> **Exercise details**
Can you reproduce, unchanged, the stretch from the line containing "# point at: overgrown" through the end of the items, both ends included?

════════════════

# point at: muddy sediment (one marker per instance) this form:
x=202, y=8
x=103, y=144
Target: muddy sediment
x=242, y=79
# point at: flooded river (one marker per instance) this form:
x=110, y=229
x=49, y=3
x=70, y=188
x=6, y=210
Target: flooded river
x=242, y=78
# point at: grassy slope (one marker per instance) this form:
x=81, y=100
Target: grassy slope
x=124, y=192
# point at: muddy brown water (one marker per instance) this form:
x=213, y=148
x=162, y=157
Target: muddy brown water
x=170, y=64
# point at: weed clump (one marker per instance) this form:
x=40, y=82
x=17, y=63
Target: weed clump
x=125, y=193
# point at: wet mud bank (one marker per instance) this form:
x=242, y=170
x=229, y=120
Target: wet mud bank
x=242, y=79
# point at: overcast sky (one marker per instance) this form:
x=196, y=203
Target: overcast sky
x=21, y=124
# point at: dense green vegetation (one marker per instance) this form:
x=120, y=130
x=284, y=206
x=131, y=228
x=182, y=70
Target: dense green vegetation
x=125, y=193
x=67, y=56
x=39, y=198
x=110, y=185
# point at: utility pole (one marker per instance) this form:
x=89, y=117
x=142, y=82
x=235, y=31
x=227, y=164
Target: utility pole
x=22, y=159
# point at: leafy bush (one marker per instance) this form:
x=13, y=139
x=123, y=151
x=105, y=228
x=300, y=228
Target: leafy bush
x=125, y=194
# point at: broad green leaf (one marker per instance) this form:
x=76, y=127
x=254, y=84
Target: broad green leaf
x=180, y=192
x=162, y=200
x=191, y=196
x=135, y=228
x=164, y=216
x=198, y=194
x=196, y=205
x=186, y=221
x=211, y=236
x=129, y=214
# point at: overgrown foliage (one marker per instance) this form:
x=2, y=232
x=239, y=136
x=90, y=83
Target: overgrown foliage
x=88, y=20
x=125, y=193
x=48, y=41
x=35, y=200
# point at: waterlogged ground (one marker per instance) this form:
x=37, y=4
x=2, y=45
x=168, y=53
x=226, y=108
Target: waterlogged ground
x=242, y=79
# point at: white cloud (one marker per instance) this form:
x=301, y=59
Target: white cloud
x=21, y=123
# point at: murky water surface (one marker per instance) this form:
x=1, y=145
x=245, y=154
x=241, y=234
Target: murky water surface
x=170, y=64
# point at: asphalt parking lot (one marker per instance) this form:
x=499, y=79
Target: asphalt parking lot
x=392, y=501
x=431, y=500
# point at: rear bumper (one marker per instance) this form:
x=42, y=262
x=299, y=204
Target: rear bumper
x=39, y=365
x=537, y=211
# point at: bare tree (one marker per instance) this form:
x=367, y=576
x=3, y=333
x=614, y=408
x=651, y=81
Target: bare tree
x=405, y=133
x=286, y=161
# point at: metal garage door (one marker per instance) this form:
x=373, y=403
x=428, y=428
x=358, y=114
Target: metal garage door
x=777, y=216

════════════════

> **Completed task**
# point at: overgrown foliage (one marker per instance) this form:
x=2, y=232
x=239, y=136
x=90, y=83
Target: overgrown foliage
x=88, y=20
x=125, y=193
x=48, y=41
x=35, y=200
# point at: waterlogged ground (one marker per instance) this form:
x=37, y=4
x=2, y=45
x=168, y=53
x=226, y=108
Target: waterlogged ground
x=242, y=79
# point at: white cloud (one marker per instance) this form:
x=301, y=59
Target: white cloud
x=21, y=123
# point at: murky water surface (one marker per instance) this form:
x=1, y=145
x=245, y=154
x=241, y=234
Target: murky water surface
x=170, y=64
# point at: asphalt parking lot (one marker per instance) this form:
x=499, y=79
Target: asphalt parking lot
x=392, y=501
x=431, y=500
# point at: rear bumper (one marker per instance) this form:
x=42, y=262
x=299, y=204
Target: rear bumper
x=39, y=365
x=537, y=211
# point at: bare tree (one marker per instance) this form:
x=367, y=576
x=3, y=333
x=614, y=408
x=651, y=81
Target: bare tree
x=405, y=133
x=286, y=161
# point at: metal garage door (one marker per instance) this form:
x=373, y=403
x=428, y=428
x=358, y=114
Target: metal garage door
x=777, y=216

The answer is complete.